Rows from a box-labeling dataset:

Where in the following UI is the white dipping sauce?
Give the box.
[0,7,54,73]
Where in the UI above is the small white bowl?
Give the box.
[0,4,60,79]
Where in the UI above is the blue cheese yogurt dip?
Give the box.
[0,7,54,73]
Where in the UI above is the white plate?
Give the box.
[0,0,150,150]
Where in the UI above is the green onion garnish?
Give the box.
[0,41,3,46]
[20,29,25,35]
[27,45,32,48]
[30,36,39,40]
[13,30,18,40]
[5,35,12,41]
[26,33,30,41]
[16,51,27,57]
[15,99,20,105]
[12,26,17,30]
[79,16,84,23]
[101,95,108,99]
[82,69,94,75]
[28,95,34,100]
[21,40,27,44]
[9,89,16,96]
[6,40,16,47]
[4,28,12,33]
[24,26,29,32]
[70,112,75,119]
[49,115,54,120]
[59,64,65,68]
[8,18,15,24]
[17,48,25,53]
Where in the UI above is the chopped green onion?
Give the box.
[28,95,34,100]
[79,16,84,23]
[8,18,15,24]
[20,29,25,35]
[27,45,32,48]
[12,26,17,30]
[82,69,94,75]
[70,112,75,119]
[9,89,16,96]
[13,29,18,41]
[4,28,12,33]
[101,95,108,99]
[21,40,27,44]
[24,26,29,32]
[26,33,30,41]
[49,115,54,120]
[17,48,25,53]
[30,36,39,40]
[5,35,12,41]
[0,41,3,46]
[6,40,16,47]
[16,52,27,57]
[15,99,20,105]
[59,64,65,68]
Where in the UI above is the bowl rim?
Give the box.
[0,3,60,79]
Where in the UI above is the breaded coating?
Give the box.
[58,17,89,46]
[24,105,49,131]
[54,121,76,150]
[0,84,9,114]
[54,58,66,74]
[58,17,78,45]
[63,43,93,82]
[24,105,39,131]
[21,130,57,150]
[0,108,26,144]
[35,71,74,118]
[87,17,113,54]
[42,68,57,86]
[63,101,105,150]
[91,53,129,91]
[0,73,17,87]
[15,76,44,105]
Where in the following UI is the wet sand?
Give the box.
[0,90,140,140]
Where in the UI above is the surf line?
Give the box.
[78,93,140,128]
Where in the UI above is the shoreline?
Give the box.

● INSTRUCTIONS TO FOLLOW
Which lines in the preceding rows contain the word "above", with matching case? Extract each of those lines in full.

● REPLY TO THE TASK
Where in the UI above is the small white bowl?
Where in the UI above is the blue cheese yogurt dip?
Where in the UI above is the white plate?
Where in the UI above is the green onion garnish?
Where in the UI above is the chopped green onion?
Where in the UI above is the bowl rim?
Where in the UI above is the breaded coating?
Where in the UI above is the surf line?
Where in the UI above is the shoreline?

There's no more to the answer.